** Written problem **
Please set out the rows from their start through the line containing "POLYGON ((171 103, 189" as a Markdown table with the columns Line No. and Text, one numbered entry per line, skipping blank lines and leaving the pictures out.

** Input data **

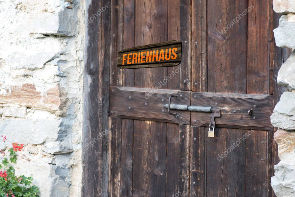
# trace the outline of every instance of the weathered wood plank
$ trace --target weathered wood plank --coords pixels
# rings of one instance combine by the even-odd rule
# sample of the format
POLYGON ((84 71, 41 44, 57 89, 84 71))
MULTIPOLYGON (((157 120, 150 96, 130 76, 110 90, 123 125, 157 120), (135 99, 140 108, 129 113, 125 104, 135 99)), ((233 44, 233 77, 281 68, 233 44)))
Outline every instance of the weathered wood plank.
MULTIPOLYGON (((124 48, 134 46, 135 14, 135 0, 124 0, 124 21, 123 45, 124 48)), ((134 70, 124 69, 123 73, 123 86, 134 86, 134 70)))
POLYGON ((206 90, 207 4, 206 0, 194 1, 191 8, 191 89, 206 90))
MULTIPOLYGON (((180 40, 180 0, 170 1, 168 2, 167 18, 168 40, 180 40)), ((177 66, 178 67, 179 66, 177 66)), ((170 76, 175 72, 176 68, 167 68, 167 76, 170 76)), ((167 83, 167 89, 180 89, 180 73, 174 75, 167 83)))
POLYGON ((121 196, 132 196, 133 134, 133 120, 122 119, 120 193, 121 196))
POLYGON ((122 70, 116 66, 118 52, 123 47, 123 1, 111 1, 111 44, 110 60, 110 84, 111 86, 122 86, 122 70))
POLYGON ((268 159, 268 132, 253 129, 248 132, 252 134, 247 138, 246 144, 245 196, 268 196, 271 178, 268 159))
POLYGON ((109 142, 109 196, 119 197, 121 189, 121 134, 122 119, 117 118, 109 118, 108 130, 103 131, 102 136, 107 134, 109 142))
POLYGON ((171 103, 189 105, 190 92, 171 90, 112 86, 110 95, 110 116, 130 119, 151 120, 159 122, 189 124, 189 111, 171 110, 177 112, 176 117, 169 114, 163 105, 169 102, 171 95, 171 103), (151 92, 153 95, 149 94, 151 92), (148 96, 147 96, 148 95, 148 96))
MULTIPOLYGON (((102 4, 110 7, 109 2, 87 0, 86 22, 91 14, 101 10, 102 4)), ((108 136, 86 148, 100 133, 109 128, 109 49, 104 43, 110 41, 109 23, 106 22, 109 21, 109 10, 101 17, 104 19, 102 21, 99 17, 87 25, 84 53, 82 195, 95 197, 108 196, 109 180, 108 136), (95 156, 94 152, 97 153, 95 156)))
MULTIPOLYGON (((190 125, 179 125, 179 162, 178 184, 180 196, 189 196, 190 125)), ((169 132, 168 131, 167 132, 169 132)), ((169 151, 169 150, 168 150, 169 151)))
POLYGON ((191 90, 191 1, 180 0, 180 41, 183 43, 180 65, 180 89, 191 90))
POLYGON ((252 7, 248 14, 247 93, 249 94, 269 93, 269 4, 266 1, 248 1, 248 6, 252 7))
POLYGON ((134 123, 133 196, 165 196, 166 124, 134 123))
POLYGON ((206 132, 205 129, 204 127, 191 127, 190 193, 191 196, 206 196, 206 132))
MULTIPOLYGON (((192 106, 221 110, 221 116, 215 119, 217 127, 273 130, 270 117, 273 109, 273 95, 196 92, 191 95, 192 106), (253 114, 250 116, 248 112, 251 109, 253 114)), ((192 112, 191 124, 193 126, 208 125, 210 116, 210 113, 192 112)))
POLYGON ((219 128, 215 137, 207 139, 206 196, 244 196, 246 142, 241 140, 238 147, 233 143, 237 145, 245 132, 219 128))
POLYGON ((208 1, 208 92, 247 93, 247 17, 231 20, 245 11, 246 2, 208 1))
MULTIPOLYGON (((136 1, 135 45, 140 46, 167 41, 167 0, 136 1)), ((165 78, 165 67, 135 70, 135 87, 152 88, 165 78)), ((167 84, 160 86, 166 89, 167 84)))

** Task result **
| Line No. | Text |
|---|---|
| 1 | # trace the outline of every instance of the weathered wood plank |
| 2 | $ trace --target weathered wood plank --coords pixels |
| 3 | # rings of one instance combine by the even-odd rule |
| 4 | # sample of the format |
| 5 | POLYGON ((84 71, 41 44, 57 89, 84 71)) |
| 6 | MULTIPOLYGON (((157 120, 150 96, 130 76, 110 90, 123 125, 157 120), (135 99, 140 108, 129 113, 125 104, 135 99)), ((233 44, 233 77, 281 68, 233 44))) |
| 7 | Outline every instance of the weathered wood plank. |
| 8 | MULTIPOLYGON (((124 48, 134 46, 135 14, 135 0, 124 0, 124 21, 123 45, 124 48)), ((134 70, 124 69, 123 73, 123 86, 134 86, 134 70))) |
| 9 | POLYGON ((206 90, 207 4, 206 0, 194 1, 191 8, 191 89, 206 90)) |
| 10 | MULTIPOLYGON (((180 40, 180 0, 170 1, 168 2, 167 18, 168 40, 180 40)), ((177 66, 178 67, 179 66, 177 66)), ((170 76, 175 72, 176 68, 167 68, 167 76, 170 76)), ((167 83, 167 89, 180 89, 180 73, 174 75, 167 83))) |
| 11 | POLYGON ((121 196, 132 196, 133 134, 133 120, 122 119, 120 193, 121 196)) |
| 12 | POLYGON ((122 70, 116 66, 118 52, 123 47, 123 1, 111 1, 111 44, 110 60, 110 84, 111 86, 122 86, 122 70)) |
| 13 | POLYGON ((268 159, 268 132, 253 129, 248 132, 252 134, 247 138, 246 144, 245 196, 268 196, 271 178, 268 159)) |
| 14 | POLYGON ((109 142, 109 196, 119 197, 121 189, 121 134, 122 119, 117 118, 109 118, 108 130, 103 131, 102 136, 107 134, 109 142)) |
| 15 | POLYGON ((171 103, 189 105, 190 92, 171 90, 112 86, 110 95, 110 116, 130 119, 151 120, 159 122, 189 124, 189 111, 171 110, 177 112, 176 117, 169 114, 163 105, 169 102, 171 95, 171 103), (151 92, 153 95, 149 94, 151 92), (148 96, 147 96, 148 95, 148 96)) |